**TEXT SECTION:**
/---

In the most bone-headed financial decision in the history of mankind, I had a shower put in the basement. I’m probably still paying for it.
And the list goes on. His manipulative ex-wife, his spoiled children. His needy service dog, my anchorless and drifting son, all the way to my own dysfunctional family, it was all just so hard.
The affection I felt for my niece and nephew was becoming harder and harder to express. Pal, my brother’s service dog, was always desperate for affection and wasn’t supposed to be in the basement with me and Max, but upstairs with the one who needed him. He was bred, born, raised, and trained specifically to care for someone, and that someone wasn’t me. We were kindred spirits and hearing him breathe through the crack under the door that separated us was torturous. He was trained to open doors and I often woke in the night with his weight happily pressed against my leg. Of all the hard things, sending him upstairs was always the hardest.
My son, whose plans had come unraveled, moved into the basement with me. He wasn’t working, and would spend his days doing . . . who knows what? I had nothing to offer him. No wisdom to impart. In fact, the tables had turned and even as he existed in limbo, he might have saved me.
One thing I initially continued to do for myself was to volunteer at the Clay Guild. In exchange for four hours of work each week, I got free studio time. I eventually gave it up, for I never actually had time to take advantage of it.
After I had finished my Guild chores; mopping, washing ware boards, and hanging wet towels, I would browse the micro-library. Sometimes reading magazines about glaze, clay, and techniques I would never use. Other times studying the coffee table books with pictures of beautiful ceramic pieces and their makers.
What Julie Cameron’s The Artist’s Way was doing there I can’t say. I kept noticing it, because, like me, it didn’t fit. It had nothing to do with ceramics and it called to me. One week I perused and it went back on the shelf. The next week I read the introduction. The next, the first chapter, The Basic Principles. I didn’t so much discover it as it persistently suggested itself to me. The day I read about the Morning Pages, where Cameron instructs you to write three long-hand pages every morning, is the day I took it home intending to bring it back when finished.
When the highlighter came out, my intent changed from bringing the book back to replacing it with a new copy.
That’s where writing truly started for me. In a sad, lonely place where I really didn’t want to do it anymore. I haven’t looked at those early journals, but I remember sitting quietly with my coffee in the early mornings mostly staring out the window. Thoughts too rapid and messy to put on paper. Journal and pen in my lap, not really even writing, but simply letting my mind spin in the quiet. I don’t know. Maybe someday I’ll look.
I eventually called the Employee Assistance Program and saw . . . someone. Was she a shrink? A therapist? A counselor? I don’t know and it doesn’t matter. She suggested that I had a lot of thoughts and that I needed to organize them. The Morning Pages is where I explored the questions she asked: What do I want for my brother? What do I want for my son? And what do I want for myself?
I’ve left my brother’s home in search of my own. I took all my journals and continue to fill new ones in exploration of those three persistent questions. What do I want? What do I want? What do I want?

\---

[Items stored from a collection]
/---

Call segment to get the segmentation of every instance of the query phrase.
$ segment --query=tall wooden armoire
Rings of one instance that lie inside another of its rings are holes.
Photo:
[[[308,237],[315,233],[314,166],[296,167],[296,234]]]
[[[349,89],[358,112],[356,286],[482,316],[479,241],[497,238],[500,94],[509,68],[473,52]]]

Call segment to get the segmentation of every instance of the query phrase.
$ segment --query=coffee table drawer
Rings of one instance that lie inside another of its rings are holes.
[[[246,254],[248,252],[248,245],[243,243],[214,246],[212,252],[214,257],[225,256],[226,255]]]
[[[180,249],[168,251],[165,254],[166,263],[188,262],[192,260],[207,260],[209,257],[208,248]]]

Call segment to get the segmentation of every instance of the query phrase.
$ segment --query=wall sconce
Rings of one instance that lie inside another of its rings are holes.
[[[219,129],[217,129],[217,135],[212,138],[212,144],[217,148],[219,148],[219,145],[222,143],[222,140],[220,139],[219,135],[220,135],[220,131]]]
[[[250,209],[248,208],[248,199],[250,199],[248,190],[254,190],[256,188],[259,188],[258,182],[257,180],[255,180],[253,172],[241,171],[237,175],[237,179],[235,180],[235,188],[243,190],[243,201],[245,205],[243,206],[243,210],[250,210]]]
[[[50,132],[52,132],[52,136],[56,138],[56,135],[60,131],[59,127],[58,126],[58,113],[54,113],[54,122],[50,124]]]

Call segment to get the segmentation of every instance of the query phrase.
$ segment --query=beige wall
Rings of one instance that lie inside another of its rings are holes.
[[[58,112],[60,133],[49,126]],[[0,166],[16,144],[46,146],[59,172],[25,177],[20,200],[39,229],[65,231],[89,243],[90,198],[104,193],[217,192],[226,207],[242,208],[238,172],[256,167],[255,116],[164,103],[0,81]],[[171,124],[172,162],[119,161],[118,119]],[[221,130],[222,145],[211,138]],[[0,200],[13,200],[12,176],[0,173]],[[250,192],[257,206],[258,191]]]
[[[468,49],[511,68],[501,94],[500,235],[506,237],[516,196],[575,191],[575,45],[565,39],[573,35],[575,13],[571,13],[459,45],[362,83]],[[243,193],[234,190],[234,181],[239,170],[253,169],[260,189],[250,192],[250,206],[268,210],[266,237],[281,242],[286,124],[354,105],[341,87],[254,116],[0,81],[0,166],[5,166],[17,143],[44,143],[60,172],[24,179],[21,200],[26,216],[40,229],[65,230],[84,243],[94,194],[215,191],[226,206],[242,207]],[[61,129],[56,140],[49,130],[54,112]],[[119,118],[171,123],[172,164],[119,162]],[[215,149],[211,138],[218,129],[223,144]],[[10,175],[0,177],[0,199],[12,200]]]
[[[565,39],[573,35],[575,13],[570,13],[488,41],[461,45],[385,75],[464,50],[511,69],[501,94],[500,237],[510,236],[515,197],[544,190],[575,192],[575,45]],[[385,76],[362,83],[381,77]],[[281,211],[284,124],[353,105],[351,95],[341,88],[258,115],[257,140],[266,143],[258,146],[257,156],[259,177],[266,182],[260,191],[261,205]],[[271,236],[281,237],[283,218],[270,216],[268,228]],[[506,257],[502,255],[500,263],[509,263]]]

\---

**GOAL OF THE EXERCISE:** Write out, word for word, the part of the essay on journaling that opens with the words containing "And the list" and closes with "just so hard.". These rows have nothing to do with the essay on journaling.

**RESPONSE BELOW:**
And the list goes on. His manipulative ex-wife, his spoiled children. His needy service dog, my anchorless and drifting son, all the way to my own dysfunctional family, it was all just so hard.